- Text provided:
I was once a 2-way radio tech and have installed over 1000 business band 
radios (yes, over one thousand) in my 15 or so years career. One thing we, the 
companies I've worked for, was NEVER to run a dedicated ground wire to the 
battery. We used a short ground wire from the radio and the local vehicle 
chassis. 
From the 100W Motrac/Mastr II/SyntorX (and many others) all used the chassis as 
a return path. Only once did I have a problem. Once a Low band unit (39MHz) 
with a magnetic mount (NMO-40) came back because the excess ground wire was 
coiled into a nice inductor. (I installed that one). Caused all sorts of RFI in 
the broadcast radio etc.
Just a data point on thousands and thousands of industrial, commercial and 
public safety radio installs out there doing it that way.
Myron WVØHPrinted on Recycled Data -------- Original message --------From: Jim 
Brown <j...@audiosystemsgroup.com> Date: 9/12/2016  8:58 PM  (GMT-07:00) To: 
elecraft@mailman.qth.net Subject: Re: [Elecraft] KX3 vehicle mount 
OK.  In the absence of learning something different, I agree with your 
analysis, Josh.  One of the great things about sticking your neck out 
and saying what you think you know is that when you're wrong, folks will 
tell you about it. :)

- Task prompt:
Could you write out the entire post about grounding vehicle radios word for word?

- Supplied records:

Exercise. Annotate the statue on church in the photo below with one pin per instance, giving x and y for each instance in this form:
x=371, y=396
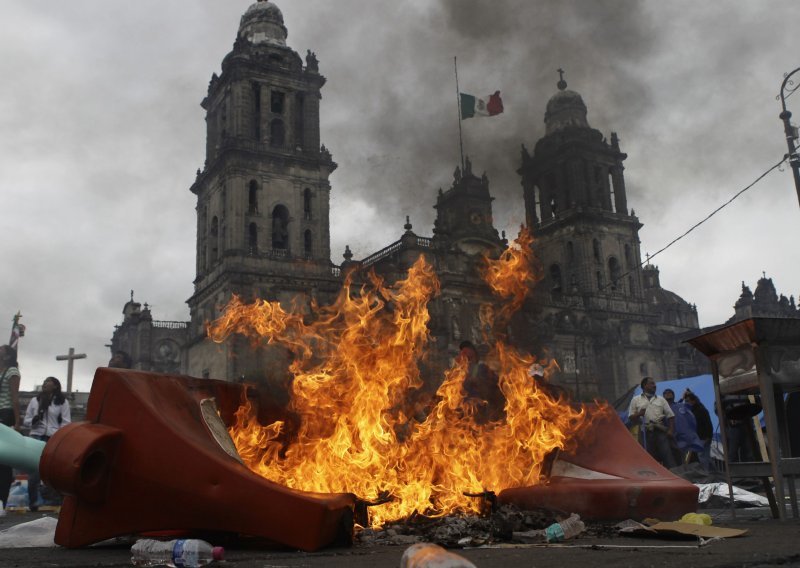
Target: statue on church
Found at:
x=312, y=63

- Answer to the task:
I was once a 2-way radio tech and have installed over 1000 business band 
radios (yes, over one thousand) in my 15 or so years career. One thing we, the 
companies I've worked for, was NEVER to run a dedicated ground wire to the 
battery. We used a short ground wire from the radio and the local vehicle 
chassis. 
From the 100W Motrac/Mastr II/SyntorX (and many others) all used the chassis as 
a return path. Only once did I have a problem. Once a Low band unit (39MHz) 
with a magnetic mount (NMO-40) came back because the excess ground wire was 
coiled into a nice inductor. (I installed that one). Caused all sorts of RFI in 
the broadcast radio etc.
Just a data point on thousands and thousands of industrial, commercial and 
public safety radio installs out there doing it that way.
Myron WVØHPrinted on Recycled Data -------- Original message --------From: Jim 
Brown <j...@audiosystemsgroup.com> Date: 9/12/2016  8:58 PM  (GMT-07:00) To: 
elecraft@mailman.qth.net Subject: Re: [Elecraft] KX3 vehicle mount 
OK.  In the absence of learning something different, I agree with your 
analysis, Josh.  One of the great things about sticking your neck out 
and saying what you think you know is that when you're wrong, folks will 
tell you about it. :)